Exercise instructions — Gather every line of the records that contains the word "kind".

## Start Material for this exercise

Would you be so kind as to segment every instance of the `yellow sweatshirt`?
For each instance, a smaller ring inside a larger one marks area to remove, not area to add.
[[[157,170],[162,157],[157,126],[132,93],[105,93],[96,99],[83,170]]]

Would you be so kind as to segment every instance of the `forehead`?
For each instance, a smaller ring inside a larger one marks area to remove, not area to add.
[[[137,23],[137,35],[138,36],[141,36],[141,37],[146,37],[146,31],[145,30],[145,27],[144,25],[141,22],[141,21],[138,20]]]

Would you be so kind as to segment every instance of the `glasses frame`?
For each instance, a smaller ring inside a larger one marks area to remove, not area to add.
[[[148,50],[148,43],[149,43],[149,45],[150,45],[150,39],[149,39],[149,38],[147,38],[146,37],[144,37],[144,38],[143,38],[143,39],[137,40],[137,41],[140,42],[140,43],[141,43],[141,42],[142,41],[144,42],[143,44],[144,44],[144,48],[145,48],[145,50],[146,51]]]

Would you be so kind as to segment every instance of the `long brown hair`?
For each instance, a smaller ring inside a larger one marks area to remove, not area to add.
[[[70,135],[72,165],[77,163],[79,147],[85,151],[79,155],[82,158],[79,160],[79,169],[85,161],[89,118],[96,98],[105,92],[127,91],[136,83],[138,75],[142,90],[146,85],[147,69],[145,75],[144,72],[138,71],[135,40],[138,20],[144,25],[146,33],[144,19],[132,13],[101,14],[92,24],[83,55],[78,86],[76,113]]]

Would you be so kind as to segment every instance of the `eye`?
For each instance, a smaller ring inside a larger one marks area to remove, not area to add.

## End Material for this exercise
## Start Material for this exercise

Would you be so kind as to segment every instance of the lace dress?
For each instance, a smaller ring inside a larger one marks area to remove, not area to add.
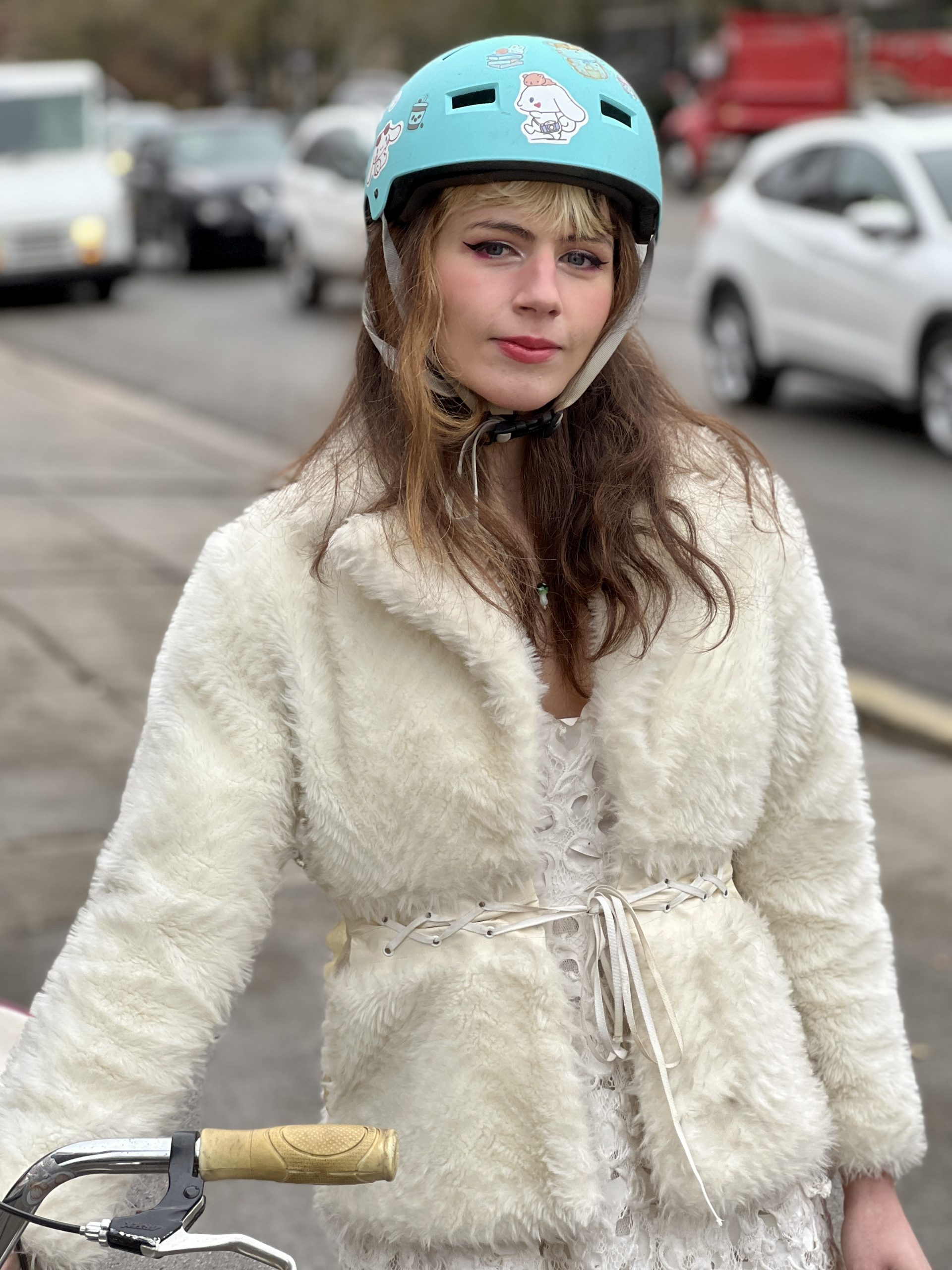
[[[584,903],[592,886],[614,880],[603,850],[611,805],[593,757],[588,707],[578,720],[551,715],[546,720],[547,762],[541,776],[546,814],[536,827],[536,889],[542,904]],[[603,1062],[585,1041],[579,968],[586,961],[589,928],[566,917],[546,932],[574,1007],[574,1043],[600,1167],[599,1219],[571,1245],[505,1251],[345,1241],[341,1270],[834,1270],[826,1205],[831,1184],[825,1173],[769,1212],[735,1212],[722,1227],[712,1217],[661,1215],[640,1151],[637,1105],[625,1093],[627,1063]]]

## End Material for this exercise

Response to the task —
Would you be so kind as to segment every instance of the `yellow sweatshirt`?
Would you be so kind as to segment every instance of the `forehead`?
Would you be so kind as to segment every instance of the `glasses frame`?
Would you be so kind as to segment every instance of the `long brown hair`?
Would you be so kind as to segment every instance of the `eye`?
Would you be so kind as to segment every instance of the lace dress?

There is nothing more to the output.